Input material
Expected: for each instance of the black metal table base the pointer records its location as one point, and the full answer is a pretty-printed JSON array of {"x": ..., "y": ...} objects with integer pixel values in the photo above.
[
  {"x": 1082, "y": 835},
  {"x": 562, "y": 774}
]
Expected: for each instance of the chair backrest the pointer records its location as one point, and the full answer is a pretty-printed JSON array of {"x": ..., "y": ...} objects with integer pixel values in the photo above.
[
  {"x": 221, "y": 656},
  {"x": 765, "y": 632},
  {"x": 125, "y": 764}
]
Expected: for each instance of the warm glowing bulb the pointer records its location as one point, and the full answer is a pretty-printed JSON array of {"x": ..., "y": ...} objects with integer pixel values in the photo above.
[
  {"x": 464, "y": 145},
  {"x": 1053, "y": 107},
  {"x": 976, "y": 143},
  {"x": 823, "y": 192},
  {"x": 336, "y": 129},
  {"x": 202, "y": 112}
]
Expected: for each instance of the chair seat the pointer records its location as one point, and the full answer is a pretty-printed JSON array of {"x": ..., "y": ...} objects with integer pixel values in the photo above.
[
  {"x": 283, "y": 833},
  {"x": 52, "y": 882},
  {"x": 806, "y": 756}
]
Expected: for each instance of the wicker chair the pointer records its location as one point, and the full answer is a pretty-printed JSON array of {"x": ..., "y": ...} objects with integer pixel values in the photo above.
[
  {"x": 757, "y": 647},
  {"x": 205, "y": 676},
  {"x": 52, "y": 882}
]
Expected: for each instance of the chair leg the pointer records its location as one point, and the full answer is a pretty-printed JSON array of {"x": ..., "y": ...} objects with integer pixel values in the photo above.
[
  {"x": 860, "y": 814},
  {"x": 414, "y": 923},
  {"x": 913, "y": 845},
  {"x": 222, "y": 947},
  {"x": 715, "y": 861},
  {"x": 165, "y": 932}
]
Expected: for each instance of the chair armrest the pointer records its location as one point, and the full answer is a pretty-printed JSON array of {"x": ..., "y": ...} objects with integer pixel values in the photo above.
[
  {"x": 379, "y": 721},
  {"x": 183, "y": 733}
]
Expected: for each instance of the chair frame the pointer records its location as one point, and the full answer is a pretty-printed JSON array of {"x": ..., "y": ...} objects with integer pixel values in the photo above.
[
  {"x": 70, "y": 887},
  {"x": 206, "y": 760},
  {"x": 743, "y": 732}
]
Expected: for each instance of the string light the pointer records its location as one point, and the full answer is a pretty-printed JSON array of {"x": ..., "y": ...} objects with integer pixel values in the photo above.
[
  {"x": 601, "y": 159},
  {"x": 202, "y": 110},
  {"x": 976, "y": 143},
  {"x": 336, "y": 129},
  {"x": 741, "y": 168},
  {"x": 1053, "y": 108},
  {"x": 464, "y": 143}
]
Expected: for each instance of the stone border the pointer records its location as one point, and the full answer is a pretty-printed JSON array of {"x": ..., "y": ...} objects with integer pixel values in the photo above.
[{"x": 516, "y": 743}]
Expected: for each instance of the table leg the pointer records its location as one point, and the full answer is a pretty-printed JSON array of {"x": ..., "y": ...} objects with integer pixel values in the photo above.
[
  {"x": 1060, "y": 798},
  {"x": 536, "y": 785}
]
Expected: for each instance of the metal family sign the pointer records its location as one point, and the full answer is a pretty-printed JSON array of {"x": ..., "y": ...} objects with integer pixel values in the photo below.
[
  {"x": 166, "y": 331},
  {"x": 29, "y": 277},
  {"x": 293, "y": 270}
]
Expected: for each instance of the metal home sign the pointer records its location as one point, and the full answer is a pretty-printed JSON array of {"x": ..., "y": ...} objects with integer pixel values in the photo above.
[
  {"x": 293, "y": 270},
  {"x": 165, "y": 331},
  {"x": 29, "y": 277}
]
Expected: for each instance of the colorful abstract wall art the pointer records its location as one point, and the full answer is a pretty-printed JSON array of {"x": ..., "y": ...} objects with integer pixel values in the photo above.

Work required
Transcribe all of the lines in the records precisely.

Exercise answer
Expected: for each instance of the black metal table base the pointer records its location as one point, and the full answer is a pretty-printed JSON array of {"x": ..., "y": ...} objects with integer pixel values in the photo above.
[
  {"x": 1082, "y": 835},
  {"x": 562, "y": 774}
]
Expected: for each instance of the chair backrest the pointer records its location as one point, and the full answer is a pretty-printed JSON array of {"x": ..., "y": ...} objects with integer pixel values in the photo above.
[
  {"x": 221, "y": 656},
  {"x": 765, "y": 632},
  {"x": 125, "y": 764}
]
Expected: for each instance of the warm glowing bulb the pointer records its location as one point, and the full answer is a pretty-printed JSON array of {"x": ..., "y": ...} objects with integer pixel values in the photo above.
[
  {"x": 464, "y": 145},
  {"x": 1053, "y": 107},
  {"x": 976, "y": 143},
  {"x": 823, "y": 192},
  {"x": 336, "y": 129},
  {"x": 202, "y": 112}
]
Expected: for each instance of the chair seat the pointer records its location as one point, and the full answer is a pretty-printed JSON array of {"x": ..., "y": ...} objects with integer pixel values in the photo above.
[
  {"x": 283, "y": 833},
  {"x": 52, "y": 882},
  {"x": 806, "y": 756}
]
Expected: for each instance of the wicker chair the pointer records its location as one point, and the full answer is a pretty-printed JSON array of {"x": ..., "y": ...} objects with integer pixel values in the photo above.
[
  {"x": 757, "y": 647},
  {"x": 205, "y": 676},
  {"x": 52, "y": 882}
]
Expected: for each instance of the chair leg the pointer records its location as one point, and the full answer is a pretty-printed JSON array of {"x": ..., "y": ...} objects with integer pixel values in the photo above.
[
  {"x": 860, "y": 814},
  {"x": 414, "y": 923},
  {"x": 913, "y": 845},
  {"x": 222, "y": 947},
  {"x": 715, "y": 861},
  {"x": 165, "y": 932}
]
Expected: for each instance of the chair armrest the pointer records its location as one point, and the full answer is a pretty-printed JSON array of {"x": ..., "y": ...} objects with integer pixel values in the photo above.
[
  {"x": 379, "y": 721},
  {"x": 183, "y": 733}
]
Expected: for each instance of the chair frame the pointer records its location as one point, and the full answer is a pretty-printed JSON array of {"x": ..., "y": ...} objects with integer pixel values in the photo above.
[
  {"x": 70, "y": 887},
  {"x": 206, "y": 760},
  {"x": 743, "y": 732}
]
Expected: for each instance of the string light the pointer records its location as one point, and the full answer is a pretty-printed JSON array of {"x": ..., "y": ...} objects with integer pixel values in the photo above.
[
  {"x": 601, "y": 159},
  {"x": 202, "y": 110},
  {"x": 976, "y": 143},
  {"x": 336, "y": 129},
  {"x": 741, "y": 168},
  {"x": 1053, "y": 108},
  {"x": 464, "y": 143}
]
Expected: for each instance of the stone border the pointer records its location as one point, and the full answer is a pretty-printed JSON array of {"x": ..., "y": ...} objects with integer pixel values in the photo above.
[{"x": 516, "y": 743}]
Expected: for each instance of the table leg the pointer records its location as one point, and the full answer is a pretty-printed JSON array of {"x": ..., "y": ...} objects with integer pixel values in the photo above.
[
  {"x": 1060, "y": 798},
  {"x": 536, "y": 785}
]
Expected: for each instance of the metal family sign the pointer records its location as one point, and the full answer is a pretty-printed JSON array of {"x": ..., "y": ...} objects with integer pixel values in the photo below.
[
  {"x": 166, "y": 331},
  {"x": 29, "y": 277},
  {"x": 293, "y": 270}
]
Expected: for each instance of the metal home sign the pointer records its location as one point, and the full answer is a pretty-printed JSON array of {"x": ..., "y": ...} objects with integer pixel values in the photo above.
[
  {"x": 293, "y": 270},
  {"x": 165, "y": 331},
  {"x": 29, "y": 277}
]
Expected: for each instance of the colorful abstract wall art the pointer records its location as one point, and the full answer is a pretty-printed JSON array of {"x": ..., "y": ...} objects with integer pixel values in the photo above.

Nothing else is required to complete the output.